* Begin Records supplied *

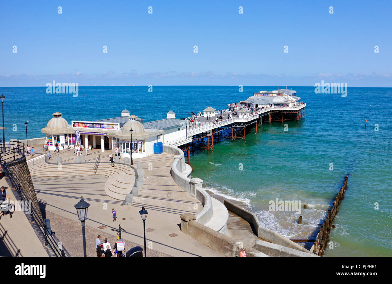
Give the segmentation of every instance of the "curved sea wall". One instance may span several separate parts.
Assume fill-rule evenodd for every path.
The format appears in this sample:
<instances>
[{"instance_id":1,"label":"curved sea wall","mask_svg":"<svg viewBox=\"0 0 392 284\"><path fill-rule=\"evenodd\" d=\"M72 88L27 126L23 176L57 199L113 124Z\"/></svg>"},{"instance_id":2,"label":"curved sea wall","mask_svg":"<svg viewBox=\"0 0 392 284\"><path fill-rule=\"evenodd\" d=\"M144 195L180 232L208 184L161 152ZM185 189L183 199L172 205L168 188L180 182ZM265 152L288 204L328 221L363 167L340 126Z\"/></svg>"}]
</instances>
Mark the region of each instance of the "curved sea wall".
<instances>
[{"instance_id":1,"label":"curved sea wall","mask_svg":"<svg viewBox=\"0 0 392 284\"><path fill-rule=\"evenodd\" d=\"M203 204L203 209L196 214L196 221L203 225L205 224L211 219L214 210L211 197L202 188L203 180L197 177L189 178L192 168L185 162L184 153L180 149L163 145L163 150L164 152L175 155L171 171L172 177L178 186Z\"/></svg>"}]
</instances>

* End Records supplied *
* Begin Records supplied *

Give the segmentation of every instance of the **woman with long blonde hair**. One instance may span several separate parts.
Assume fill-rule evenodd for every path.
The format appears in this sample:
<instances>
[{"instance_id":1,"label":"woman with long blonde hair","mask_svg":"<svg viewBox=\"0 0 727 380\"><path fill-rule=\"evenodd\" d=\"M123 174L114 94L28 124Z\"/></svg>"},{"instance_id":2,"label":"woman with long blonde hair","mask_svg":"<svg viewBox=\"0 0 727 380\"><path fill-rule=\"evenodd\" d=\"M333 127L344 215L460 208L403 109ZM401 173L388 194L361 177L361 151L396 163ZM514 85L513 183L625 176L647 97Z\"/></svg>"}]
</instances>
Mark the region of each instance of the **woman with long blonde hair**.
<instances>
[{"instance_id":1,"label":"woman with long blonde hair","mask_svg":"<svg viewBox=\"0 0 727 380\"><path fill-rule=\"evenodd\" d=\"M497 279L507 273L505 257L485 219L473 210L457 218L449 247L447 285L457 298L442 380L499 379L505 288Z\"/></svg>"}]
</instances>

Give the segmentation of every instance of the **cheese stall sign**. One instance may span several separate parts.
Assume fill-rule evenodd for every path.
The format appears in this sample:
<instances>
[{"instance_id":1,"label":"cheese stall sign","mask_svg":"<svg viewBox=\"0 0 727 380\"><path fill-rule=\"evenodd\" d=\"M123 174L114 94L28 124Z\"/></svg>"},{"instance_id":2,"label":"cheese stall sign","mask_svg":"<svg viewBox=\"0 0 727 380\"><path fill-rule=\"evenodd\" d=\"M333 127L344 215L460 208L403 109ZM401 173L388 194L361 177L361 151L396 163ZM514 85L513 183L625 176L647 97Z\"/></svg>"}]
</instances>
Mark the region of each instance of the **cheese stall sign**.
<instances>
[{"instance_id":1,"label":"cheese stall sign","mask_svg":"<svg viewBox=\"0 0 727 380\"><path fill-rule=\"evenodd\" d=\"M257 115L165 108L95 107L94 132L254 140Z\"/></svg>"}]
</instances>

* End Records supplied *

# What needs to be done
List every line of the records above that contains the string "cheese". Copy each such line in full.

# Answer to this task
Give the segmentation of every instance of the **cheese stall sign**. One instance may span several separate parts.
[{"instance_id":1,"label":"cheese stall sign","mask_svg":"<svg viewBox=\"0 0 727 380\"><path fill-rule=\"evenodd\" d=\"M123 174L114 94L28 124Z\"/></svg>"},{"instance_id":2,"label":"cheese stall sign","mask_svg":"<svg viewBox=\"0 0 727 380\"><path fill-rule=\"evenodd\" d=\"M333 127L344 215L460 208L403 109ZM401 173L388 194L361 177L361 151L396 163ZM514 85L513 183L625 176L647 97Z\"/></svg>"}]
Mark the region of each instance of the **cheese stall sign**.
[{"instance_id":1,"label":"cheese stall sign","mask_svg":"<svg viewBox=\"0 0 727 380\"><path fill-rule=\"evenodd\" d=\"M257 115L165 108L95 107L94 132L254 140Z\"/></svg>"}]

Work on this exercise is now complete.